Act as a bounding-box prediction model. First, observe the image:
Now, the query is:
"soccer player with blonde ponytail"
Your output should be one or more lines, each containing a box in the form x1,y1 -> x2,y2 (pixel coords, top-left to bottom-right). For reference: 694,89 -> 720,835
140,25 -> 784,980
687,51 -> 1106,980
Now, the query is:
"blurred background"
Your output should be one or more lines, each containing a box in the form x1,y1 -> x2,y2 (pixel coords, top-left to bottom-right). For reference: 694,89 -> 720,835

────────────────────

--- TASK DESCRIPTION ---
Copy out each item above word for word, keeping every line in its original order.

--- ANSWER TO THIS EXERCISE ---
Act as a bounding-box prediction model. First, observe the image:
Now, the query is:
"soccer player with blonde ponytail"
Your output should be one or more lines, each containing a box in the form x1,y1 -> x2,y2 (pixel coords, top-left to bottom-right). For reference: 694,89 -> 720,835
140,25 -> 784,980
687,51 -> 1106,980
Now, the query is:
"blurred background"
Your output should be one or more lines, each containing a box in the form x1,y1 -> x2,y2 (pixel coords, top-left to bottom-right). For reference: 694,89 -> 720,835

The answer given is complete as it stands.